[Referring expression pointing data]
● ● ● ●
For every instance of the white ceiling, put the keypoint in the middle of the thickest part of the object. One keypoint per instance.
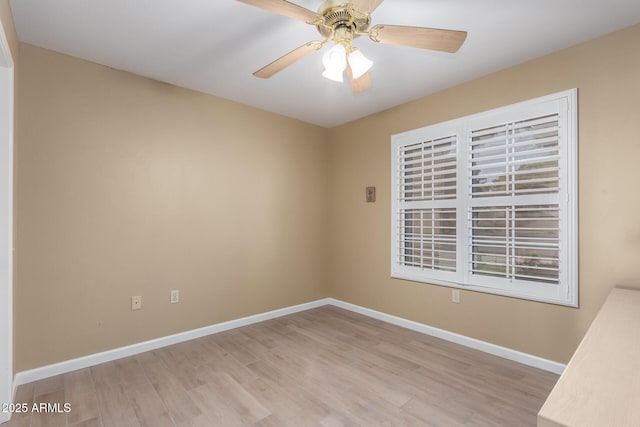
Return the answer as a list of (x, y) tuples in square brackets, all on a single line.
[(214, 46)]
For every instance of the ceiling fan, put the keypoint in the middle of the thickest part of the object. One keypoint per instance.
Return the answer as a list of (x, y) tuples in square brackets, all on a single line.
[(343, 20)]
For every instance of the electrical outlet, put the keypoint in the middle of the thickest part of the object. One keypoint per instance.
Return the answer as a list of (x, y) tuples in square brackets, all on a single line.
[(455, 296), (136, 302), (175, 297)]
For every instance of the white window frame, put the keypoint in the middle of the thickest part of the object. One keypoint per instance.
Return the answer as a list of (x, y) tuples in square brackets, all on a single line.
[(566, 291)]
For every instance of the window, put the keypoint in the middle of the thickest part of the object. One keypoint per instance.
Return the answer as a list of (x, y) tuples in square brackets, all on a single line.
[(489, 202)]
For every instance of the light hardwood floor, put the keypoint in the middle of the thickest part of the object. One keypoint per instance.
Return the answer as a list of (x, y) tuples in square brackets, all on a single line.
[(322, 367)]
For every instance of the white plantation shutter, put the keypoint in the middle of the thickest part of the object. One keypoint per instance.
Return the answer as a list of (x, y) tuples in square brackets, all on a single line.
[(489, 202), (426, 218), (514, 185)]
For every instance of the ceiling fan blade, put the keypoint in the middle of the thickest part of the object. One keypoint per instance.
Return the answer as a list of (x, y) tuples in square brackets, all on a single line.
[(361, 84), (285, 8), (423, 38), (366, 6), (288, 59)]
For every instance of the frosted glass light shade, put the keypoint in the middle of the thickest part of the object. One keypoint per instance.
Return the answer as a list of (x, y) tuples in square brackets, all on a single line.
[(359, 64), (335, 62)]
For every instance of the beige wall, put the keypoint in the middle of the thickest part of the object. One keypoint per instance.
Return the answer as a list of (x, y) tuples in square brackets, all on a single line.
[(7, 23), (606, 72), (128, 186)]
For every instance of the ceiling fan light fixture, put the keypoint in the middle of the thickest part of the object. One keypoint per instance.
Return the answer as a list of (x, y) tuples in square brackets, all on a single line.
[(334, 75), (335, 62), (359, 63)]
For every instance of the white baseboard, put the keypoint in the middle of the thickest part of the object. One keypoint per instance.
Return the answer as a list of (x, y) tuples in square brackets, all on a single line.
[(496, 350), (36, 374)]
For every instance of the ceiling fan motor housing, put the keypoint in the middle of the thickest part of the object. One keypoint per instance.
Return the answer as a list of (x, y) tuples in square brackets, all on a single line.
[(340, 16)]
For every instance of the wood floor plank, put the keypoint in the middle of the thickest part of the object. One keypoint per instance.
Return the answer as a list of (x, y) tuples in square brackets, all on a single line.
[(79, 392), (149, 409), (322, 367), (115, 408)]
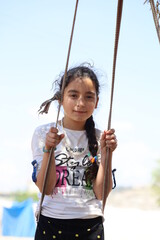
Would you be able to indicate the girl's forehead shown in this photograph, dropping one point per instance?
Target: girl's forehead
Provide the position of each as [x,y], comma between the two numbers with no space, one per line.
[83,83]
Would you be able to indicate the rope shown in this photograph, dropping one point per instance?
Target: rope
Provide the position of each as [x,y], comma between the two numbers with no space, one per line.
[62,90]
[155,17]
[109,153]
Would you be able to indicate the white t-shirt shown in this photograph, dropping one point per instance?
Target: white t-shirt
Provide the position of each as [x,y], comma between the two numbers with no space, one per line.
[70,198]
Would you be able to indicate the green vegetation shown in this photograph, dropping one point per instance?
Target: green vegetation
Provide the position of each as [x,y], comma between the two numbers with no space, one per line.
[156,181]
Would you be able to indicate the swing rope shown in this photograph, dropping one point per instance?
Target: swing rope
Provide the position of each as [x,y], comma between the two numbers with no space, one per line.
[63,84]
[106,183]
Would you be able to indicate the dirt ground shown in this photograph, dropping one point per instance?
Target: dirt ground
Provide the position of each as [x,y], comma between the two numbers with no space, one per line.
[129,214]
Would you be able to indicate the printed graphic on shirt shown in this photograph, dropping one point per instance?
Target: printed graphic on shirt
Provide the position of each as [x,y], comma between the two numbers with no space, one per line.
[70,175]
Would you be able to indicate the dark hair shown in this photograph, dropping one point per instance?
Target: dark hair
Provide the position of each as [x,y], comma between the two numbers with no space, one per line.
[73,73]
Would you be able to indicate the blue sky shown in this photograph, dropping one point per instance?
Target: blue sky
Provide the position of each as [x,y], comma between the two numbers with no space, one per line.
[33,49]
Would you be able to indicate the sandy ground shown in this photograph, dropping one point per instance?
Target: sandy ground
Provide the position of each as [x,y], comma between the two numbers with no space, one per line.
[129,215]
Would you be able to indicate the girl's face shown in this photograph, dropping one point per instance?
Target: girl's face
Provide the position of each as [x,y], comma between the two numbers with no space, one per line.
[79,101]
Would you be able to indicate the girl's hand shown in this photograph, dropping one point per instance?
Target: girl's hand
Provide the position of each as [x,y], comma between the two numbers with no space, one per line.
[108,139]
[52,138]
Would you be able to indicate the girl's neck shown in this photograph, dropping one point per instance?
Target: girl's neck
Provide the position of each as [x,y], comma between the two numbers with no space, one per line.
[73,125]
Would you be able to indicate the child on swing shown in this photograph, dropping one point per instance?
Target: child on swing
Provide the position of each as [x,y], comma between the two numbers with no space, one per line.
[72,206]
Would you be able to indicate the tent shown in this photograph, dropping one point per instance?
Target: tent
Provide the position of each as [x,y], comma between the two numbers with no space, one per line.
[19,220]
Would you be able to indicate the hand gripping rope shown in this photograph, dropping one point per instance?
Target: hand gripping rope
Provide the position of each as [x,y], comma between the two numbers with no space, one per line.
[109,155]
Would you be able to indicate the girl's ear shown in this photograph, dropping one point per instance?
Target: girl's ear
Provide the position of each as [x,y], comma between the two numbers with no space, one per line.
[97,102]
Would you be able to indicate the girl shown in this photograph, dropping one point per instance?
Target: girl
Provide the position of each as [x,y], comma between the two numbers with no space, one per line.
[72,207]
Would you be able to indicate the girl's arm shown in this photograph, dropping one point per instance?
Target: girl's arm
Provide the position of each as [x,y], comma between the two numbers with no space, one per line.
[52,140]
[108,139]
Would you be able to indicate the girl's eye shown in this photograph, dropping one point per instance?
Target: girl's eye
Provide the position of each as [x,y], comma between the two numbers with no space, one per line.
[89,97]
[73,95]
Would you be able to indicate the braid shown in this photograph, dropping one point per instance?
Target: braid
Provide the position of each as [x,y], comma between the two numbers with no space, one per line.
[45,105]
[91,171]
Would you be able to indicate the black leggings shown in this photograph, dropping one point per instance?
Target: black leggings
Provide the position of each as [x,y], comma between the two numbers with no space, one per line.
[69,229]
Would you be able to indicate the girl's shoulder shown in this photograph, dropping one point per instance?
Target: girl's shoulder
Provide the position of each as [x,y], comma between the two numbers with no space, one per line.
[43,129]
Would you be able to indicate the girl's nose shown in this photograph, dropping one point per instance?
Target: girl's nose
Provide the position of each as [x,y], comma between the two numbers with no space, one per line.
[80,101]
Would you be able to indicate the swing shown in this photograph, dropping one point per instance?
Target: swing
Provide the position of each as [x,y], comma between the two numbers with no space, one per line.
[156,15]
[109,154]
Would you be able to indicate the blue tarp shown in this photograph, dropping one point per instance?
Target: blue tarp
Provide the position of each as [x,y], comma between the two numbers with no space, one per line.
[19,220]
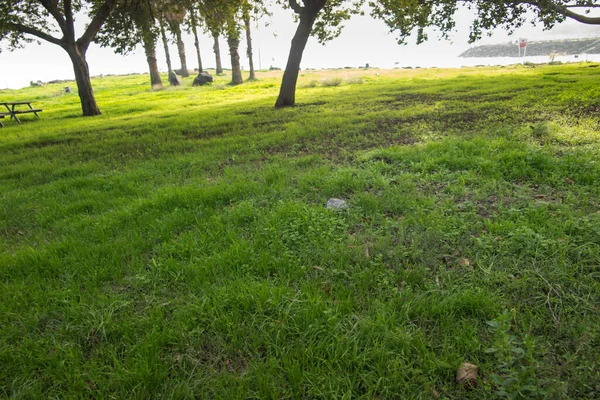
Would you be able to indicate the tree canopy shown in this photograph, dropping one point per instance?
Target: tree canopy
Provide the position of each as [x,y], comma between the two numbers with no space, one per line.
[23,21]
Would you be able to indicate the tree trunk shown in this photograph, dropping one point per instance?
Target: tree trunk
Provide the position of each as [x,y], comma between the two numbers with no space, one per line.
[166,46]
[287,92]
[236,71]
[150,49]
[249,47]
[84,84]
[196,41]
[181,49]
[217,53]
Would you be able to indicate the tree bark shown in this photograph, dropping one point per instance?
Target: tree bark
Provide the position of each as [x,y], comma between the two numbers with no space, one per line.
[181,49]
[249,47]
[163,35]
[84,84]
[287,92]
[196,40]
[236,71]
[217,53]
[150,49]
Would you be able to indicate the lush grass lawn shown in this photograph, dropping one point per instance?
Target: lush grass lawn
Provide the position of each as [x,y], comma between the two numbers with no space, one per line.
[178,246]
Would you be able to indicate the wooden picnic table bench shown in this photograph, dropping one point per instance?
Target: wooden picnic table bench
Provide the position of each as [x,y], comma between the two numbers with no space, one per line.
[13,112]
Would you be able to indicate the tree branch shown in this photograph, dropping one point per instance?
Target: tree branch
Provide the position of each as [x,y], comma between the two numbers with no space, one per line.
[103,12]
[52,8]
[566,11]
[295,6]
[32,31]
[582,18]
[69,25]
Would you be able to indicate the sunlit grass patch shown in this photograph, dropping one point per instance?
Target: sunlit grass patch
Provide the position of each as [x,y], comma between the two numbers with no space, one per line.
[179,245]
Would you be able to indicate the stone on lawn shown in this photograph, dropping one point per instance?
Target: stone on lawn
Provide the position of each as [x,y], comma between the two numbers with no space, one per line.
[337,204]
[203,78]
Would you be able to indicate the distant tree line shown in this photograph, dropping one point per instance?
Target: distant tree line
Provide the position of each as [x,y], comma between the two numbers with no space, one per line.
[125,24]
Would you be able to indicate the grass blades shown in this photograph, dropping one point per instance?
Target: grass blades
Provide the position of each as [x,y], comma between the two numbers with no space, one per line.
[178,246]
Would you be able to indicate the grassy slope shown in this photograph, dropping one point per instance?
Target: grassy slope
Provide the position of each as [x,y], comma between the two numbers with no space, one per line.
[178,245]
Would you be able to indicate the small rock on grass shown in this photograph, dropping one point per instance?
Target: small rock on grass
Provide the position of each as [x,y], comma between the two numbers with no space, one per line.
[467,374]
[337,204]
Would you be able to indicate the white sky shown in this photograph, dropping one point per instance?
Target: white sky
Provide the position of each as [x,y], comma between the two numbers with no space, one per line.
[364,40]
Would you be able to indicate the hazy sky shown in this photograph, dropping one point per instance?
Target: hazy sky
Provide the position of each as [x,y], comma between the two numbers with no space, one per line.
[364,40]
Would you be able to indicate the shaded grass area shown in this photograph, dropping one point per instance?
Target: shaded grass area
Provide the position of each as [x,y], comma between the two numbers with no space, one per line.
[178,246]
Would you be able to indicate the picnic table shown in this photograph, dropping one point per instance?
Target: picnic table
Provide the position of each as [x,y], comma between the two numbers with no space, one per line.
[12,111]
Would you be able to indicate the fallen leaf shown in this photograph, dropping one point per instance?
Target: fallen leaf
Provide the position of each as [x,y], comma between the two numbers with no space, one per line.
[467,374]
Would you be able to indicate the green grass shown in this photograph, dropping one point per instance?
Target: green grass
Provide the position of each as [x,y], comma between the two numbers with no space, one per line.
[178,246]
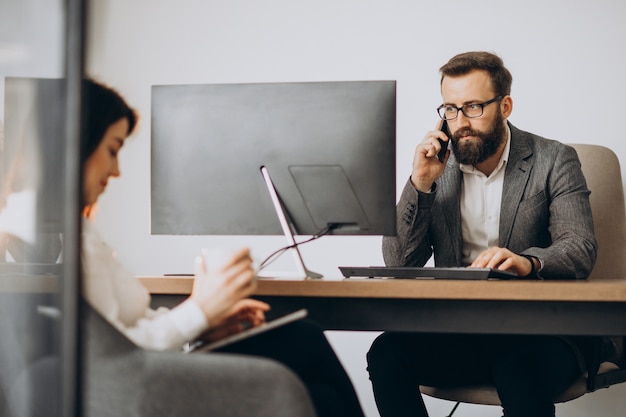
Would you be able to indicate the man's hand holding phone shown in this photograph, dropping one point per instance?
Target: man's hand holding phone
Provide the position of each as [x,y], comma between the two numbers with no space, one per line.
[430,158]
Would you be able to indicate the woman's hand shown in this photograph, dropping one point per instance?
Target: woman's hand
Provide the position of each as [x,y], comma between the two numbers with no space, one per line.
[244,314]
[216,291]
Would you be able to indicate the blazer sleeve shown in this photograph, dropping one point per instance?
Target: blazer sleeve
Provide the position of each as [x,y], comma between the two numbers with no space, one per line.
[572,249]
[411,245]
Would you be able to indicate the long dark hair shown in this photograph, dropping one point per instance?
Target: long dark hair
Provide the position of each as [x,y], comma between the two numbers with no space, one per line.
[102,106]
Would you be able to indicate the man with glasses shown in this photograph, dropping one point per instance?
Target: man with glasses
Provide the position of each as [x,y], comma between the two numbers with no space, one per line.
[502,198]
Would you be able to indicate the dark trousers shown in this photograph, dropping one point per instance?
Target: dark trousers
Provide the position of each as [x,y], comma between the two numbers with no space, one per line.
[303,347]
[528,371]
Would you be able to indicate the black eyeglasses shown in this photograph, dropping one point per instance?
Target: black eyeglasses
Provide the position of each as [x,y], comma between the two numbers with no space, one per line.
[472,110]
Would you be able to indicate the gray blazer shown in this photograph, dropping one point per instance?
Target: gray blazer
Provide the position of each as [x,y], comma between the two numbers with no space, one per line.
[545,212]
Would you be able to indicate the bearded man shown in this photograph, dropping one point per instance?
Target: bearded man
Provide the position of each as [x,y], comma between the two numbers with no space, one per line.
[502,198]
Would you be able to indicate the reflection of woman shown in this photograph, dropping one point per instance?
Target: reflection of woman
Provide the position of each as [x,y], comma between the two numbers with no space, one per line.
[28,200]
[217,305]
● ● ● ●
» **Exercise prompt**
Within the data above, the span starting at the line containing "Target: bearded man" and ending at the line containing "Target: reflection of woman" is to be retyped exactly, with no other lines.

» **Output for this exercise**
Target: bearded man
Provide the position of each as [x,y], comma between the two numbers with no space, one per line.
[502,198]
Would you be able to indicate the reflection of woman shown in this photograph, dropping one point per instance?
Target: reflection of woman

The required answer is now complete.